◆ Gestellte Aufgabe A ◆
Übernimm aus dem Blogbeitrag über die Streichelkühe wortgetreu den Abschnitt, der bei „Kühe zwischen Streicheln“ beginnt und bei „kleinen gemütlichen Bauernhof.“ endet.
◆ Gestellte Aufgabe B ◆
Welcher Fehler fällt im Blogbeitrag über die Streichelkühe auf, als die beiden Tiere von ihrer Weide kommen?

◆ Lesetext ◆
◇ ◇ ◇ ◇

Kühe zwischen Streicheln und Essen

BLOG: Vom Hai gebissen

Notizen aus dem Haifischbecken
Vom Hai gebissen

Es gab da eine Zeit in den Wochen meiner Semesterferien, in denen mir das Geflügel doch irgendwie ein Stück weit zum Hals raus hing – Zeit, sich mit anderen Themen wie zum Beispiel Kühen zu beschäftigen und das auf einer weniger tiermedizinischen oder landwirtschaftlichen Ebene, sondern eher persönlich, unter vier Augen sozusagen. Kühe, die ausschließlich zum Streicheln da sind, das kannte ich so auch noch nicht und stand eines Nachmittages recht gespannt auf einem kleinen gemütlichen Bauernhof. 

Während sich die beiden äußerst gemächlich von ihrer Weide bequemten, fiel mir gleich der erste Fehler auf. Das waren definitiv keine Kühe, sondern Bullen. Nicht, dass ich viel mit Bullen zu tun hätte – also weder noch – aber der Körperbau ist dann doch recht markant. Jetzt waren die beiden ja praktisch auf derlei Aktionen mit Besuchern spezialisiert und wirkten dann auch bei direktem Kontakt wenig aufgeregt und waren sogar zu Späßen aufgelegt. So stellte das Fotografieren eine echte Herausforderung dar, denn jedes Summen oder Piepsen veranlasste die beiden, das seltsame Gerät aus einem Zentimeter Entfernung zu begutachten. Auch der Smartphone-Trick funktionierte anfangs nur so leidlich. Außerdem möchte man es auch unbedingt vermeiden, dass einem so ein Bulle auf den Fuß tritt, das tut auch freundschaftlich weh.

◇ ◇ ◇ ◇

◆ Aufgelistete Einträge ◆
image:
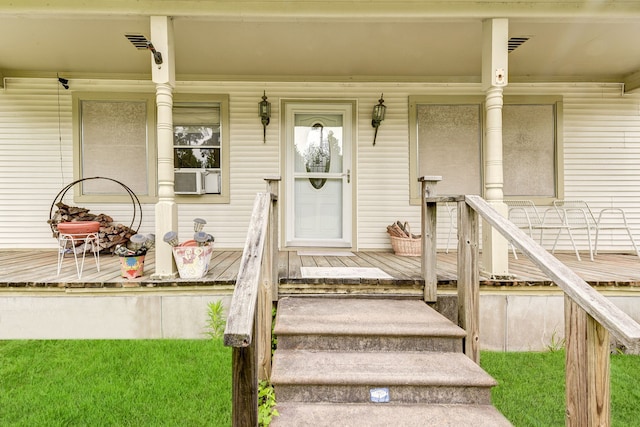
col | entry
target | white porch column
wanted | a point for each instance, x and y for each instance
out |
(166, 210)
(495, 249)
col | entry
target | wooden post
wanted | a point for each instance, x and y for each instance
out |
(274, 233)
(429, 237)
(244, 399)
(263, 333)
(587, 368)
(468, 280)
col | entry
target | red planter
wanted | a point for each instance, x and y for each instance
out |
(79, 228)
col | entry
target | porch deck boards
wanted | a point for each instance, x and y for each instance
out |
(37, 268)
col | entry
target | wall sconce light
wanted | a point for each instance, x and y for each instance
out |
(378, 116)
(264, 111)
(63, 82)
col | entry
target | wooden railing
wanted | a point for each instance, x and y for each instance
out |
(248, 328)
(589, 316)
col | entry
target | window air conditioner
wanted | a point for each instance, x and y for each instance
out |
(189, 181)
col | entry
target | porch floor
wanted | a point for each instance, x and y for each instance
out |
(359, 272)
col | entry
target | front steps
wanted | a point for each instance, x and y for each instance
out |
(375, 362)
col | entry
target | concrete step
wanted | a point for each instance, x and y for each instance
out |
(409, 377)
(361, 324)
(385, 415)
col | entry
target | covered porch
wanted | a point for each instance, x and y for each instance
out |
(310, 272)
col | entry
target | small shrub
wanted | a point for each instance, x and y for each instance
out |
(556, 343)
(216, 321)
(266, 404)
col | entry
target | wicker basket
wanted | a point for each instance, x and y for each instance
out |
(405, 246)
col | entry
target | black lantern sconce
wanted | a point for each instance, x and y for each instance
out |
(63, 82)
(264, 111)
(378, 116)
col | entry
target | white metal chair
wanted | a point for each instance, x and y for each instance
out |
(78, 243)
(578, 215)
(452, 210)
(525, 215)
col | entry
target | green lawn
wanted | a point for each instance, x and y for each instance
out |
(115, 383)
(531, 387)
(188, 383)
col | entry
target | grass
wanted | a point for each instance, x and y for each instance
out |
(188, 383)
(115, 383)
(531, 389)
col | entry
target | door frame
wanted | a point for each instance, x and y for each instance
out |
(286, 207)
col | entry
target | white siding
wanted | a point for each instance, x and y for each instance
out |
(601, 153)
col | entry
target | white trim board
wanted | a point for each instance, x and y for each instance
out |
(325, 253)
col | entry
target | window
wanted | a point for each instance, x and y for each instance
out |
(446, 135)
(114, 137)
(200, 148)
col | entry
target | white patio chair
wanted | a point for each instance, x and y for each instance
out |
(525, 215)
(580, 213)
(452, 210)
(575, 215)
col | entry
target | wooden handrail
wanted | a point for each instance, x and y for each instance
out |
(248, 328)
(589, 316)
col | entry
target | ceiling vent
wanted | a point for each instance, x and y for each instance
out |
(140, 41)
(516, 42)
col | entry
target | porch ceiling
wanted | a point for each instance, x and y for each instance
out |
(591, 47)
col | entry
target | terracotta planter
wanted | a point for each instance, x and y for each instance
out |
(132, 266)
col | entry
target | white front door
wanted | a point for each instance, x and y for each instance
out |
(318, 174)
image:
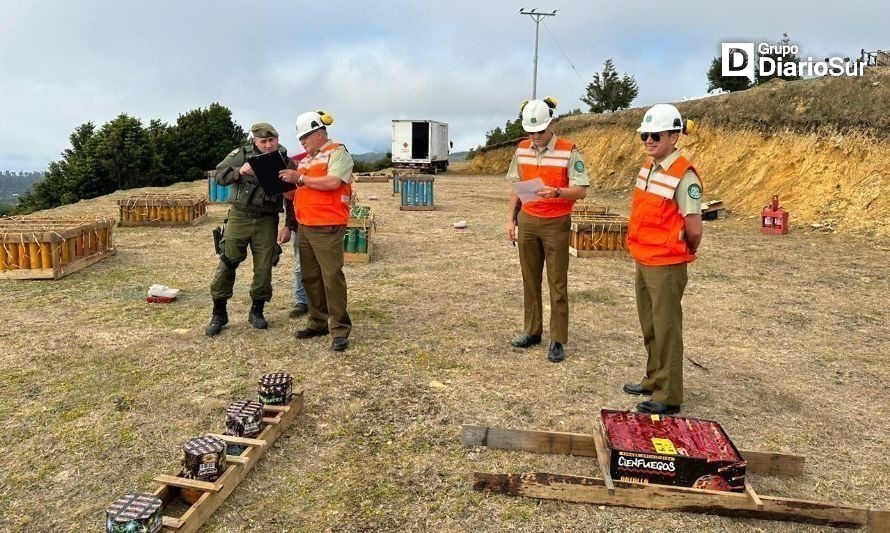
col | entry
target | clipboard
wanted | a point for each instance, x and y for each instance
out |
(266, 167)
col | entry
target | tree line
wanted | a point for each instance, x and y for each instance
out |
(610, 91)
(124, 154)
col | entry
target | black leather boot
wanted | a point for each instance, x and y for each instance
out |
(256, 317)
(219, 319)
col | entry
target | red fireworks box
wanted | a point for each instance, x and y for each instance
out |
(672, 450)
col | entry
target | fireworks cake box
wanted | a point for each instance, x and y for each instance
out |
(672, 450)
(139, 512)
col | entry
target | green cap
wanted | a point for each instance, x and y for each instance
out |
(262, 130)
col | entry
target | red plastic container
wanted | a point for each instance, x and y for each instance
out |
(774, 218)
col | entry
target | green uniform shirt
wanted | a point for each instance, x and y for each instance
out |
(248, 194)
(577, 169)
(688, 191)
(340, 163)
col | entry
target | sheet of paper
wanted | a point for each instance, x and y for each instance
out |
(526, 189)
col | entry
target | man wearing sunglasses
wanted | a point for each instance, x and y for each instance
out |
(664, 233)
(544, 224)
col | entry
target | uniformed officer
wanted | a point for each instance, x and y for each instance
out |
(664, 233)
(544, 224)
(322, 202)
(252, 220)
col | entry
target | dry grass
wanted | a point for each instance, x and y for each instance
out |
(99, 389)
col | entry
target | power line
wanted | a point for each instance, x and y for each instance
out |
(537, 16)
(563, 51)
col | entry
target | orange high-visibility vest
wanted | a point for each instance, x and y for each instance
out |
(553, 171)
(321, 208)
(655, 233)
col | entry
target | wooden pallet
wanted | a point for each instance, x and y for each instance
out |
(574, 252)
(605, 491)
(277, 418)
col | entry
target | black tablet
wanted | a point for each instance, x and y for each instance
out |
(266, 167)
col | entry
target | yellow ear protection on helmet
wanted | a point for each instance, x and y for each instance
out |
(326, 119)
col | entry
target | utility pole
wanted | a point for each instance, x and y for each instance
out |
(537, 17)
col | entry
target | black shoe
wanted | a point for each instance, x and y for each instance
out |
(219, 319)
(255, 317)
(556, 354)
(309, 333)
(524, 340)
(636, 390)
(299, 310)
(657, 408)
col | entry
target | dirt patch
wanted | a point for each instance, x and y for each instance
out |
(99, 389)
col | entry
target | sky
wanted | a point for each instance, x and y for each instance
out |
(470, 64)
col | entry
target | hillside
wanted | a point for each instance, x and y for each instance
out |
(819, 144)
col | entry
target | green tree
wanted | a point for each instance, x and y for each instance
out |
(777, 56)
(610, 92)
(716, 80)
(203, 137)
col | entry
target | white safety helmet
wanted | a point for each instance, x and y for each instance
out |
(661, 117)
(537, 114)
(311, 121)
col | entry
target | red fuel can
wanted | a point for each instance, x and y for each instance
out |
(774, 218)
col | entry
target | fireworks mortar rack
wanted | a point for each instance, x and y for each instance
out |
(417, 192)
(602, 235)
(168, 209)
(371, 177)
(217, 193)
(209, 472)
(774, 218)
(49, 248)
(701, 441)
(357, 241)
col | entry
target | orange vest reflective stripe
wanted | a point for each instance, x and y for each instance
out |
(553, 171)
(655, 230)
(321, 208)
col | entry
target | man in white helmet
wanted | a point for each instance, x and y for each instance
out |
(544, 224)
(664, 233)
(321, 202)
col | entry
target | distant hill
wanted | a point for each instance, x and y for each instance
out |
(369, 157)
(13, 184)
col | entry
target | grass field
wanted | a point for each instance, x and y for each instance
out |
(98, 389)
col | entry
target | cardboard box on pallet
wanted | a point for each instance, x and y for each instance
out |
(672, 450)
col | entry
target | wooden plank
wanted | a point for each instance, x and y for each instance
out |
(582, 445)
(184, 483)
(579, 489)
(200, 511)
(243, 441)
(603, 456)
(755, 499)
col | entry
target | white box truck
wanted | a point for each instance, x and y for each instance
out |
(420, 144)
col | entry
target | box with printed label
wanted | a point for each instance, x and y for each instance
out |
(672, 450)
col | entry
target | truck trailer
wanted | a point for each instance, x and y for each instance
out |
(420, 145)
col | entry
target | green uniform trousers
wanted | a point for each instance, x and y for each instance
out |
(545, 240)
(260, 231)
(659, 290)
(321, 260)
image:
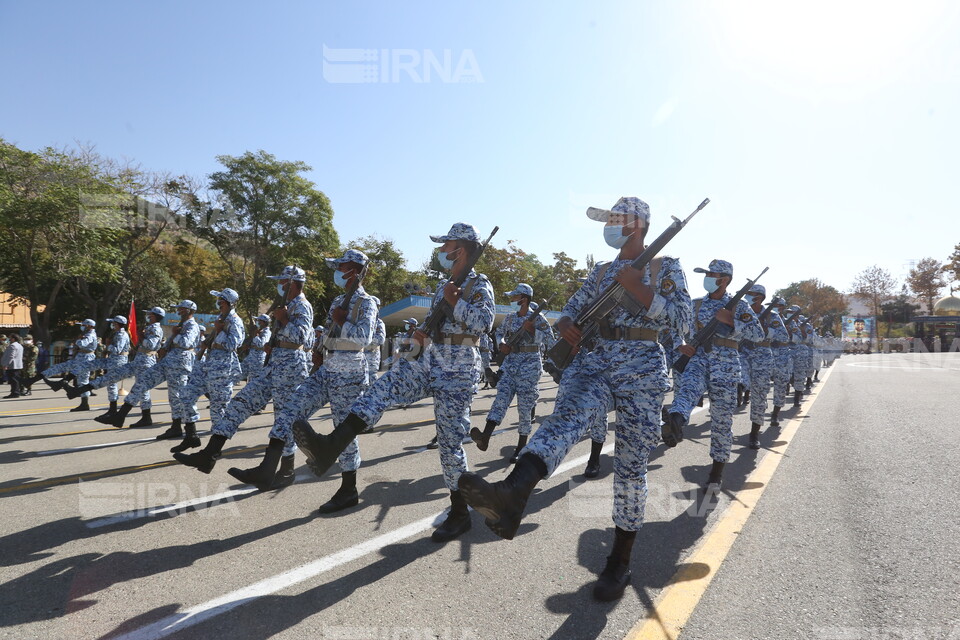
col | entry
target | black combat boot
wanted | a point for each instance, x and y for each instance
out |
(457, 522)
(672, 429)
(482, 438)
(616, 574)
(190, 439)
(116, 420)
(76, 392)
(286, 474)
(775, 417)
(345, 497)
(205, 459)
(322, 451)
(521, 443)
(593, 464)
(262, 475)
(502, 503)
(754, 436)
(145, 420)
(174, 432)
(713, 480)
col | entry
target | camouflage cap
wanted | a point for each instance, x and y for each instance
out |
(350, 255)
(628, 205)
(459, 231)
(291, 272)
(522, 289)
(717, 266)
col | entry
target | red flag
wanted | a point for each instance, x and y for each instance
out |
(132, 327)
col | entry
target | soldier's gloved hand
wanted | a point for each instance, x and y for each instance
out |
(452, 293)
(568, 330)
(632, 280)
(725, 316)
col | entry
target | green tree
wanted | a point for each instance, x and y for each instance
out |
(926, 281)
(260, 214)
(820, 302)
(875, 286)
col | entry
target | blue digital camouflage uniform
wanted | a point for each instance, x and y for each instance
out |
(252, 365)
(85, 347)
(216, 373)
(449, 372)
(372, 352)
(520, 372)
(145, 359)
(288, 367)
(344, 374)
(631, 372)
(759, 358)
(782, 358)
(717, 372)
(175, 367)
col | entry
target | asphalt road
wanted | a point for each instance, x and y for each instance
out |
(95, 558)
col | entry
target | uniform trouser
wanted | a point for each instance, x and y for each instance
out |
(782, 370)
(582, 403)
(760, 365)
(719, 373)
(519, 376)
(135, 367)
(341, 389)
(287, 369)
(78, 366)
(252, 365)
(801, 365)
(214, 379)
(409, 381)
(176, 377)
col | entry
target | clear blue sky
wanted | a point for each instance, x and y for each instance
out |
(825, 133)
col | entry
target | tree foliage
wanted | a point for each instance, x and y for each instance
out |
(926, 281)
(824, 304)
(874, 285)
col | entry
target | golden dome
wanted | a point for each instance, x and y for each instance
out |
(949, 306)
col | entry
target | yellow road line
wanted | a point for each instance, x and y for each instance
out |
(93, 475)
(682, 594)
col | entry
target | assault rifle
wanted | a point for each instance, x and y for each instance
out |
(514, 339)
(704, 337)
(615, 297)
(442, 309)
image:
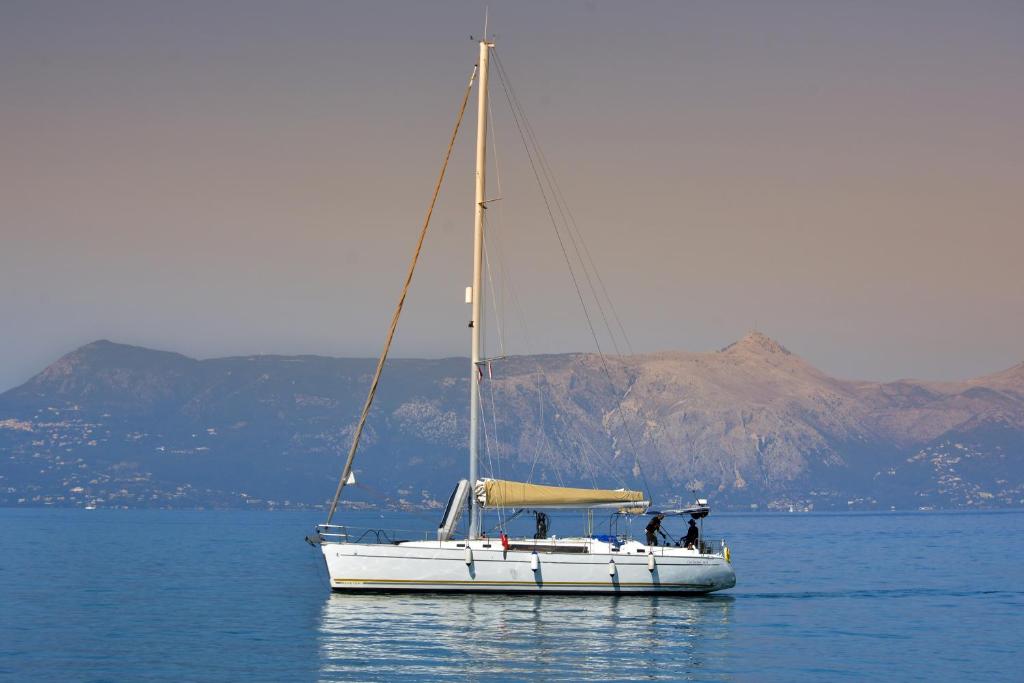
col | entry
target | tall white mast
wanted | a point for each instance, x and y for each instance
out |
(476, 325)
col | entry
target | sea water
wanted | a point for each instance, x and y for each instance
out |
(111, 595)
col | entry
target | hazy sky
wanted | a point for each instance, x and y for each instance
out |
(235, 177)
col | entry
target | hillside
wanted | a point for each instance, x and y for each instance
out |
(750, 425)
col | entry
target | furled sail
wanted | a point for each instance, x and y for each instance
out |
(502, 494)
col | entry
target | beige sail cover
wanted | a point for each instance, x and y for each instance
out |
(502, 494)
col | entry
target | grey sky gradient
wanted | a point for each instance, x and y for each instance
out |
(237, 177)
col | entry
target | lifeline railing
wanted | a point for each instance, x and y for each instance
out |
(342, 534)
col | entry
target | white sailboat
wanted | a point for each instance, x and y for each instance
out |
(589, 563)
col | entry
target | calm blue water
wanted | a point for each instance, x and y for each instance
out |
(231, 596)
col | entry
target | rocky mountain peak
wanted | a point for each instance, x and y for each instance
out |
(757, 343)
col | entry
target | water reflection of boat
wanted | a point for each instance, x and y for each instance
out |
(481, 635)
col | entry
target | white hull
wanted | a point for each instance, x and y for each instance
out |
(445, 566)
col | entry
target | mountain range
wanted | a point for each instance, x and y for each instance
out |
(749, 426)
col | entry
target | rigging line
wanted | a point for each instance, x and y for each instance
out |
(518, 113)
(562, 207)
(570, 223)
(486, 450)
(401, 301)
(494, 298)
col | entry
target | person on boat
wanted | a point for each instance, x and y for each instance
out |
(654, 526)
(692, 536)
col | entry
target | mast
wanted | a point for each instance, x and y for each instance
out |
(476, 293)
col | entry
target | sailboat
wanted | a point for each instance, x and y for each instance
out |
(609, 563)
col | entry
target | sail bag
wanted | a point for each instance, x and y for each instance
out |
(503, 494)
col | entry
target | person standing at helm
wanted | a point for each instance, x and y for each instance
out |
(654, 526)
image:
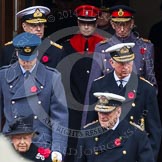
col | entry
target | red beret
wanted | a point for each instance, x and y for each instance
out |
(121, 13)
(87, 12)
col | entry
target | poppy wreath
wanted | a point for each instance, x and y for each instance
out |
(44, 152)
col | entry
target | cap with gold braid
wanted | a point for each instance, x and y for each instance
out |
(121, 13)
(121, 52)
(87, 13)
(108, 101)
(35, 14)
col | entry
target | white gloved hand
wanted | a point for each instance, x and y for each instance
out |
(56, 156)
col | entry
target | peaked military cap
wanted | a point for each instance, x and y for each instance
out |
(87, 13)
(121, 13)
(21, 125)
(108, 101)
(25, 43)
(121, 52)
(35, 14)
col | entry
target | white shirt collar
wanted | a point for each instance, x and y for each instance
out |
(125, 80)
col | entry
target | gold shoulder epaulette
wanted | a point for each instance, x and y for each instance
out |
(146, 40)
(87, 125)
(146, 81)
(8, 43)
(136, 125)
(104, 41)
(56, 45)
(99, 78)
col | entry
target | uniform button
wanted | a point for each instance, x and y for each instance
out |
(13, 102)
(87, 71)
(39, 102)
(96, 153)
(35, 117)
(96, 138)
(131, 117)
(124, 152)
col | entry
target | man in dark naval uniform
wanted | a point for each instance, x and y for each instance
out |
(28, 87)
(122, 21)
(76, 64)
(141, 105)
(33, 21)
(110, 140)
(21, 133)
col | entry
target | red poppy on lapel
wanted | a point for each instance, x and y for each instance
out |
(131, 95)
(143, 50)
(45, 152)
(45, 59)
(33, 89)
(117, 141)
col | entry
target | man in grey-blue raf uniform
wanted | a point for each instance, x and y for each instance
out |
(28, 87)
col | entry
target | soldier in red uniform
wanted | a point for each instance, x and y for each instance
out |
(77, 59)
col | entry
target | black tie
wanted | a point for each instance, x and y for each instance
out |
(26, 74)
(120, 85)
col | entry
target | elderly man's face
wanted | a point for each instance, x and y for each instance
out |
(104, 19)
(122, 69)
(87, 28)
(22, 142)
(123, 29)
(37, 28)
(109, 119)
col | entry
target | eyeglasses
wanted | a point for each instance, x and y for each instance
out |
(122, 24)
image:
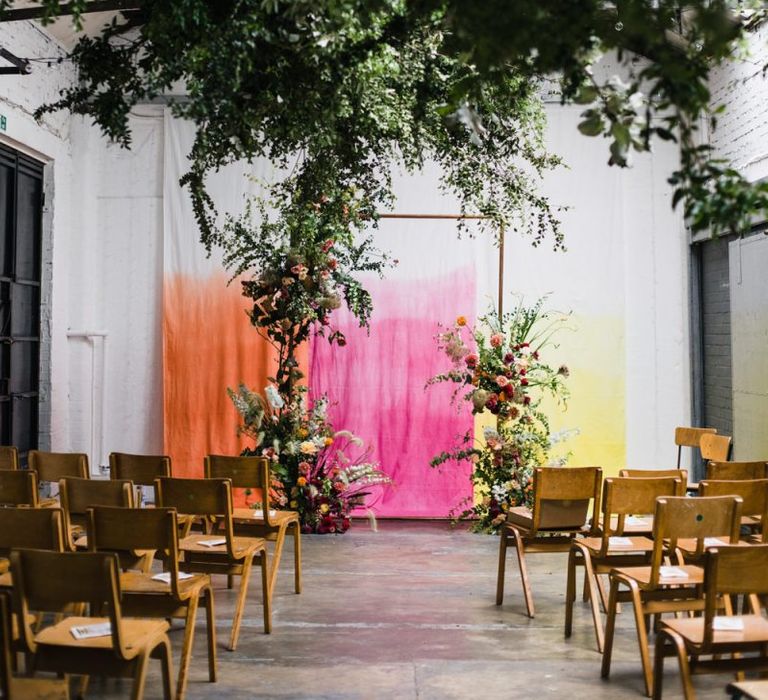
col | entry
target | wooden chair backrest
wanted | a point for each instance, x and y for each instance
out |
(53, 466)
(680, 474)
(562, 496)
(753, 493)
(125, 530)
(698, 518)
(206, 497)
(18, 487)
(244, 473)
(731, 471)
(9, 457)
(732, 571)
(32, 528)
(689, 437)
(53, 581)
(715, 447)
(78, 495)
(142, 470)
(623, 496)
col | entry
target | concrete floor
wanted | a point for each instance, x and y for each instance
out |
(408, 612)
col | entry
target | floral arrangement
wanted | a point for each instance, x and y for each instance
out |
(321, 473)
(498, 368)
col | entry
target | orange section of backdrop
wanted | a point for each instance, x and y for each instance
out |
(209, 344)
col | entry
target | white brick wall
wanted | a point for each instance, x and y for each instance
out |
(742, 131)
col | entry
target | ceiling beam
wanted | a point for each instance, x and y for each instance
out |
(37, 12)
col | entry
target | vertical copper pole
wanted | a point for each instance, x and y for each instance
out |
(501, 271)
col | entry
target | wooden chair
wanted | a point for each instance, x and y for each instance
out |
(52, 582)
(623, 497)
(142, 470)
(23, 688)
(9, 457)
(731, 471)
(690, 437)
(253, 473)
(78, 495)
(658, 589)
(715, 448)
(29, 528)
(18, 487)
(754, 496)
(561, 503)
(123, 532)
(234, 557)
(727, 571)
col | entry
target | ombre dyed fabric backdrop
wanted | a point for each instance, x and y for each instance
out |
(376, 384)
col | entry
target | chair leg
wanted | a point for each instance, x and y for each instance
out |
(610, 626)
(520, 549)
(266, 595)
(591, 577)
(297, 557)
(570, 591)
(166, 662)
(187, 645)
(642, 637)
(139, 677)
(276, 555)
(242, 593)
(502, 566)
(210, 622)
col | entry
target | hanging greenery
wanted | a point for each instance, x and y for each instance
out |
(343, 91)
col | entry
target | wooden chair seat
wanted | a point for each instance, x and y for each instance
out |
(642, 575)
(241, 546)
(136, 582)
(136, 634)
(634, 545)
(212, 498)
(253, 474)
(692, 630)
(278, 517)
(129, 532)
(637, 525)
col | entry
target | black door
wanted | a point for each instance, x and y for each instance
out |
(21, 205)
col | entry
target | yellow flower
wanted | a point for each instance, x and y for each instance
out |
(308, 448)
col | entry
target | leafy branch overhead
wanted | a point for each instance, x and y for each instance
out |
(341, 92)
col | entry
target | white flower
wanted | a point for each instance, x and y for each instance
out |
(274, 398)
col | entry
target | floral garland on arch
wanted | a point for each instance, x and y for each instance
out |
(499, 369)
(322, 473)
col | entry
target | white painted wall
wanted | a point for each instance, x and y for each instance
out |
(102, 263)
(626, 264)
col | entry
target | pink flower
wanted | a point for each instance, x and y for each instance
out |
(300, 271)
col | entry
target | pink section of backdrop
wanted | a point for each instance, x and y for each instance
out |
(377, 383)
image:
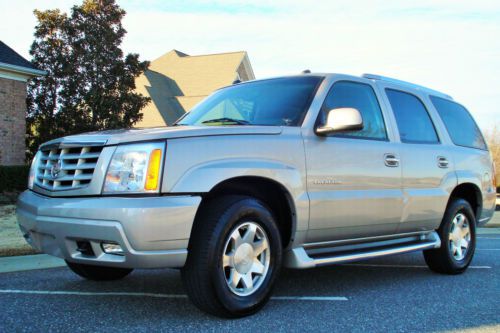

◇ ◇ ◇ ◇

◆ Schriftliche Antwort A ◆
Kühe zwischen Streicheln und Essen

BLOG: Vom Hai gebissen

Notizen aus dem Haifischbecken
Vom Hai gebissen

Es gab da eine Zeit in den Wochen meiner Semesterferien, in denen mir das Geflügel doch irgendwie ein Stück weit zum Hals raus hing – Zeit, sich mit anderen Themen wie zum Beispiel Kühen zu beschäftigen und das auf einer weniger tiermedizinischen oder landwirtschaftlichen Ebene, sondern eher persönlich, unter vier Augen sozusagen. Kühe, die ausschließlich zum Streicheln da sind, das kannte ich so auch noch nicht und stand eines Nachmittages recht gespannt auf einem kleinen gemütlichen Bauernhof.

◆ Schriftliche Antwort B ◆
Es waren keine Kühe, sondern Bullen.